GIVEN TEXT |
--*--

Playstation VR: Soundtracking A New Reality
Virtual Reality is experiencing a rebirth and Sony is right in the game. The pioneers of PlayStation VR audio give AudioTechnology tips on how to get it right.
Story: John Broomhall
Until recently, Virtual Reality has been most comfortable in the science-fiction realm. Much like anyone wearing a ye olde ‘futuristic’ VR headset, early attempts at actually creating fully immersive 3D worlds stumbled along, cut off at the knees by primitive graphics, horrific frame rates and appalling motion lag.
Slowly but surely, VR technology caught up to the future, though sky high costs rendered a consumer offering improbable — until now. Consumers are buzzing at the prospect of in-home VR; at CES punters were lining up around the block to don some snow goggle-sized headsets for a virtual tour of VR’s capabilities. Global corporations — unperturbed by 3D’s lack of wide scale take up — have also been digging deep, funding research and development to make Virtual Reality a reality at retail.
No surprise that gaming giant PlayStation has been, and remains at the forefront of this pioneering endeavour with their PlayStation VR (PSVR) system due to hit the streets during 2016.
Until you’ve personally donned the PSVR headset and some decent headphones, VR may seem like an interesting idea and something you might like. However, as soon as you try it for yourself be prepared to get broadsided by a massive paradigm shift. You instantly get it. You can look up, down and all around you, and the settings — like being underwater in Sony’s The Deep scuba encounter — feel breathtakingly expansive. PSVR delivers on VR’s necessary promise; it immerses you in a deeply compelling world that makes you feel like you’re leaving the real one far behind.
VR, A NEW DAWN FOR AUDIO
The sound, music and dialogue components of these experiences are crucial. They can subtly draw a player in or psychologically bump them out, so members of Sony’s London Studio — where the operation, originally dubbed ‘Project Morpheus’, was nurtured — have put plenty of thought into PSVR’s application of audio. Alongside them in the UK capital are members of Sony Computer Entertainment Europe’s Creative Services Group: a collective of experts servicing the music, audio and video requirements for a plethora of videogame titles and their marketing campaigns.

--*--

RECORD LIST |
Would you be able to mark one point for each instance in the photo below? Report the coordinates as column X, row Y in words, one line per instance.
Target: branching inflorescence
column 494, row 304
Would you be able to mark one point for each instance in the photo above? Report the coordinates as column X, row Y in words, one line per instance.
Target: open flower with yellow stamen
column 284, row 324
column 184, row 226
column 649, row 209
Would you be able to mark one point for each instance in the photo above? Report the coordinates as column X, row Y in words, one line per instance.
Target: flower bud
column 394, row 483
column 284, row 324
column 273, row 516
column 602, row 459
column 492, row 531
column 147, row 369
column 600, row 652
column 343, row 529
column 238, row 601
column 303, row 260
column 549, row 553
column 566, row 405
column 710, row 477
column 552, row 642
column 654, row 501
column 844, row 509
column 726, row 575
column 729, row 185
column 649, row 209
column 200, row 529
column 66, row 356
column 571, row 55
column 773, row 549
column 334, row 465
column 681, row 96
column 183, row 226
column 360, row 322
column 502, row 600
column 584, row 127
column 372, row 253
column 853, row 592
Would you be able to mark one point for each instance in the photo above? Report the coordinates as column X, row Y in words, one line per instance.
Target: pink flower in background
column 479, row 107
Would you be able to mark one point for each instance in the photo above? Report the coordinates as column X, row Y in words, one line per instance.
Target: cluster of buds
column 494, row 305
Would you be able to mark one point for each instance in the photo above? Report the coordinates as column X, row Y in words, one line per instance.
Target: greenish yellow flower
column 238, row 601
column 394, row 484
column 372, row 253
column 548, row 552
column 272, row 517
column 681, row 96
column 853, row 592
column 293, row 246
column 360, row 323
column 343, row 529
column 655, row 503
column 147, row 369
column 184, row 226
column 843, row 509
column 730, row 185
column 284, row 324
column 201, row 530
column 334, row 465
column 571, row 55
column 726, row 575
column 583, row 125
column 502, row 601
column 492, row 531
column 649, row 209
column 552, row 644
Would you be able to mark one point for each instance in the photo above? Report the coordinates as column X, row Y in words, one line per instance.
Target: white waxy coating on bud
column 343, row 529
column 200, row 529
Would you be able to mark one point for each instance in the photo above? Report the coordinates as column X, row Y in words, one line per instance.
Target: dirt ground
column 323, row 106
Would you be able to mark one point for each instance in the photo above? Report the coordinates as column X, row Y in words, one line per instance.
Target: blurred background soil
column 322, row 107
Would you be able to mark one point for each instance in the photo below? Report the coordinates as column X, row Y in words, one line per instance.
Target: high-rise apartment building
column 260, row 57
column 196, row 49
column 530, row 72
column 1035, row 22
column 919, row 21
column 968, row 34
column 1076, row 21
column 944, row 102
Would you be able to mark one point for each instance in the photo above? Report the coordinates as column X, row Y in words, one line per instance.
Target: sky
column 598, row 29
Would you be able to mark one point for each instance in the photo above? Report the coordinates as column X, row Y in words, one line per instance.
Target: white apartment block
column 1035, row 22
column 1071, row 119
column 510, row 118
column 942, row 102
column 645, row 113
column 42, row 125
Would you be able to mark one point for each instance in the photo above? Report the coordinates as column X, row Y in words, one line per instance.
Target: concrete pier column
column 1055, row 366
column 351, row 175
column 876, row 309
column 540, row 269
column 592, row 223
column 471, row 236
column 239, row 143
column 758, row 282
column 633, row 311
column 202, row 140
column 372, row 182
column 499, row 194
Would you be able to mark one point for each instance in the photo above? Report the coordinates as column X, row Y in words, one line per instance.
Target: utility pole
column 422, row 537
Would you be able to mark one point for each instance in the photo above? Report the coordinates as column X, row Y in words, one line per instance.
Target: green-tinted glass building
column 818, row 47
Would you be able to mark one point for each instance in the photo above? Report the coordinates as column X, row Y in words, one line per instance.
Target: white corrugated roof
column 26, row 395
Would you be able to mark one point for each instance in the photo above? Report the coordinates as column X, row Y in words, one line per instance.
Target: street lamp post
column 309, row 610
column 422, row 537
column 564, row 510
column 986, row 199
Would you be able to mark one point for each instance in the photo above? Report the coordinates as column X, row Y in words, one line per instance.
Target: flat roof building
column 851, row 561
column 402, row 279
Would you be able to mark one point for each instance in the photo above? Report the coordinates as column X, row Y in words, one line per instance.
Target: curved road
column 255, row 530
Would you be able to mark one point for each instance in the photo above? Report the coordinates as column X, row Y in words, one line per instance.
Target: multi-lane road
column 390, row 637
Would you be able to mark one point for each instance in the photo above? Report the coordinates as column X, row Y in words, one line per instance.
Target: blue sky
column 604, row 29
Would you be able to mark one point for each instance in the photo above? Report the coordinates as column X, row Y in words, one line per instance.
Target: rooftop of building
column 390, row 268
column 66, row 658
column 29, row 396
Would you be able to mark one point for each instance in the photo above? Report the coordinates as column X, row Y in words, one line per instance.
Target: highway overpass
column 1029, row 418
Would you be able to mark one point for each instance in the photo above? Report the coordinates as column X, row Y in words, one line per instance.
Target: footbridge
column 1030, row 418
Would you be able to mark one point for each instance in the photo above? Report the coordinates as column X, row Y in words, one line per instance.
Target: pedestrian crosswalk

--*--

GOAL |
In the PlayStation VR audio article, what was the operation originally called?

EXERCISE RESULT |
Project Morpheus